* **Given task**
Each record is to be printed again precisely as it reads.

* **Records provided**
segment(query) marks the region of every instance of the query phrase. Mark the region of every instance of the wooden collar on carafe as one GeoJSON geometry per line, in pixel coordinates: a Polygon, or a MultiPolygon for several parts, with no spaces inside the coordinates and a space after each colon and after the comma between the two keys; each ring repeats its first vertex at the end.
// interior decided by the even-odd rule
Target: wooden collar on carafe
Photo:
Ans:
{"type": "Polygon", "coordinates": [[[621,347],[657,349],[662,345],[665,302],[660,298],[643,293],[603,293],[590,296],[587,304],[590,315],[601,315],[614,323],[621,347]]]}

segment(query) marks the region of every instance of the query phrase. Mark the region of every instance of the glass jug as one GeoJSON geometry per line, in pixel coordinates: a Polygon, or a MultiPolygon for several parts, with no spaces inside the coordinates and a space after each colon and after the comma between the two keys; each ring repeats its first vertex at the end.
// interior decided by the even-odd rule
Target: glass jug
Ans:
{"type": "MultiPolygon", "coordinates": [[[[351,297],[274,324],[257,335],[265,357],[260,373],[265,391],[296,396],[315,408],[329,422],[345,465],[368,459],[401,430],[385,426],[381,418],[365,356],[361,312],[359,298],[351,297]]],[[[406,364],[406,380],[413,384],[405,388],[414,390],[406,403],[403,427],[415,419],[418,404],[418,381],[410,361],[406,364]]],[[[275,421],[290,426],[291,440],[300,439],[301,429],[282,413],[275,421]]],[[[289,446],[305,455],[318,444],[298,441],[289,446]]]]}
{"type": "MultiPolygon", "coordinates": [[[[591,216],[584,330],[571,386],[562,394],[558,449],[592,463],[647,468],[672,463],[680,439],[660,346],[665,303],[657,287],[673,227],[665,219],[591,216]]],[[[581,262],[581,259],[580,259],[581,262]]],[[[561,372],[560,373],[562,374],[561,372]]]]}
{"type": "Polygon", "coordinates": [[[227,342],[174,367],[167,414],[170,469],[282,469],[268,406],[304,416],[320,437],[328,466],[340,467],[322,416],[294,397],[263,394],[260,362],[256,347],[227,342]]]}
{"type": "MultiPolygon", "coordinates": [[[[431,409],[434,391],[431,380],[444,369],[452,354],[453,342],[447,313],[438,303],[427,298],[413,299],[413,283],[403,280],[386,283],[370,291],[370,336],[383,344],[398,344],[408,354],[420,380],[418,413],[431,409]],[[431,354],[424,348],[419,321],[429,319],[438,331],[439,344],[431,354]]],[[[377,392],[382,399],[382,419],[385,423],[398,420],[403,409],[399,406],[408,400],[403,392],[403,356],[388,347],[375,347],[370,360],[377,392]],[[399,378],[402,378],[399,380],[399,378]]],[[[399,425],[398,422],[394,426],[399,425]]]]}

* **Response to the exercise**
segment(query) marks the region of every instance of the query phrase. Mark the region of every instance of the wooden collar on carafe as one GeoJSON geometry per line, in pixel coordinates: a Polygon, or a MultiPolygon for several parts, with no spaces inside the coordinates and a space after each colon and after the comma between the two keys; each ring repeats its first vertex at the end.
// interior decided by the even-odd rule
Target: wooden collar on carafe
Photo:
Ans:
{"type": "Polygon", "coordinates": [[[621,347],[657,349],[662,345],[665,302],[660,298],[643,293],[603,293],[590,296],[587,304],[590,315],[601,315],[614,323],[621,347]]]}

segment(query) marks the region of every instance of the query phrase. Mark the region of every instance of the glass jug as one GeoJSON geometry per line, in pixel coordinates: a Polygon, or a MultiPolygon for several parts, with no spaces inside the coordinates and a space after each colon and after the comma between the two keys; each ring repeats its first vertex at the end.
// interior decided by the even-odd rule
Target: glass jug
Ans:
{"type": "MultiPolygon", "coordinates": [[[[351,297],[274,324],[257,335],[265,357],[260,373],[265,391],[296,396],[315,408],[329,422],[345,465],[368,459],[401,430],[385,426],[381,418],[365,356],[361,312],[359,298],[351,297]]],[[[406,364],[406,380],[413,384],[405,388],[414,390],[406,403],[403,427],[415,419],[418,404],[418,381],[410,361],[406,364]]],[[[275,421],[290,426],[291,440],[300,439],[301,429],[282,413],[275,421]]],[[[289,446],[305,455],[318,444],[298,441],[289,446]]]]}
{"type": "MultiPolygon", "coordinates": [[[[591,216],[584,330],[571,386],[562,394],[558,449],[592,463],[647,468],[672,463],[680,439],[660,346],[665,303],[657,287],[673,227],[665,219],[591,216]]],[[[581,262],[581,259],[580,259],[581,262]]],[[[561,372],[560,373],[562,374],[561,372]]]]}
{"type": "Polygon", "coordinates": [[[227,342],[174,367],[167,414],[170,469],[282,469],[268,406],[304,416],[320,437],[328,466],[340,467],[322,416],[294,397],[263,394],[260,362],[256,347],[227,342]]]}
{"type": "MultiPolygon", "coordinates": [[[[431,409],[434,391],[431,380],[444,369],[452,354],[453,342],[447,313],[438,303],[427,298],[413,299],[413,283],[403,280],[386,283],[370,291],[370,336],[383,344],[398,344],[408,354],[420,380],[418,413],[431,409]],[[431,354],[424,348],[419,321],[429,319],[438,331],[439,344],[431,354]]],[[[377,392],[382,399],[382,419],[385,423],[398,420],[403,409],[399,406],[408,400],[403,392],[403,356],[388,347],[375,347],[370,360],[377,392]],[[399,378],[402,378],[399,380],[399,378]]],[[[399,425],[398,422],[394,426],[399,425]]]]}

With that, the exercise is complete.